Could you give the data below as a numbered list, with blank lines left out and the pictures omitted?

__Stored entries__

◆ ◆ ◆

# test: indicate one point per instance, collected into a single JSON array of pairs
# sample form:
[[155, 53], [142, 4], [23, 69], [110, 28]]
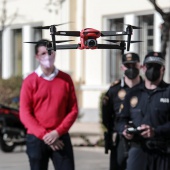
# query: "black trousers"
[[118, 154], [39, 154], [143, 159]]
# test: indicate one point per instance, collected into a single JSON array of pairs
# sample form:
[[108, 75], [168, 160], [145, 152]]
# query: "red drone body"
[[88, 38]]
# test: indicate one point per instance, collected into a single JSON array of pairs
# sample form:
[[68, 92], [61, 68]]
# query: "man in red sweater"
[[48, 108]]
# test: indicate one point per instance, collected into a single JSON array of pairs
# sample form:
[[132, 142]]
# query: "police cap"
[[154, 57], [130, 58]]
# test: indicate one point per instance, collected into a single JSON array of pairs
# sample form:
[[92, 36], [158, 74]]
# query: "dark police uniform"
[[112, 103], [150, 107]]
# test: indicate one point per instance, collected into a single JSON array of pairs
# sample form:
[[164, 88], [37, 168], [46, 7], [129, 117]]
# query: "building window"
[[114, 55], [146, 34], [17, 48]]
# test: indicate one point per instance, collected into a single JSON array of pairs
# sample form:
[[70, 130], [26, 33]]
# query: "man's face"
[[153, 71], [42, 53], [46, 61], [131, 65]]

◆ ◆ ◆

__FINAL RESULT__
1. # test: indicate one point per instance, collected into a single JSON array of pairs
2. # sample form:
3. [[155, 53], [142, 4], [23, 69], [110, 28]]
4. # query: "black trousers"
5. [[118, 154], [39, 154], [143, 159]]
6. # test: indicate one point per instance, collected into a single JSON array of pairs
7. # sample form:
8. [[108, 75], [168, 160], [145, 152]]
9. # query: "red drone body"
10. [[88, 38]]
11. # test: indicate one point per instance, collected into a single JSON array of pairs
12. # sample form:
13. [[68, 92], [61, 68]]
14. # query: "man in red sweater"
15. [[48, 108]]
16. # test: indicate one point per instance, collected into a single JSON array of pairs
17. # sample form:
18. [[132, 142]]
19. # query: "police cap"
20. [[154, 57], [130, 58]]
21. # test: indicate one point per instance, collected into a single JSON array of pairs
22. # sample form:
23. [[92, 36], [158, 74]]
24. # query: "dark police uniform"
25. [[112, 103], [150, 107]]
26. # test: indicate one point per instance, collected into a single JSON array of pairs
27. # sample form:
28. [[164, 88], [37, 168], [46, 7], [129, 117]]
29. # query: "building window"
30. [[114, 55], [146, 34], [17, 48]]
31. # test: indicate one point per instance, collected into a single JSON array of pairs
32. # sample form:
33. [[70, 130], [26, 33]]
34. # query: "man's face"
35. [[153, 71], [42, 53], [46, 61], [131, 65]]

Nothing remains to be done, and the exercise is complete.